» **ASSIGNED TASK**: An exact copy of all the data is required.
+++++
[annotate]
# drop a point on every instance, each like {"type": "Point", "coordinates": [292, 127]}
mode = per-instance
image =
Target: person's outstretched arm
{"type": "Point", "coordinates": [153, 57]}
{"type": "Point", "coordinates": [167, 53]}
+++++
» **SOLUTION TO THIS TASK**:
[annotate]
# drop a point on every instance, each like {"type": "Point", "coordinates": [292, 127]}
mode = per-instance
image =
Target: person's outstretched arm
{"type": "Point", "coordinates": [153, 57]}
{"type": "Point", "coordinates": [167, 53]}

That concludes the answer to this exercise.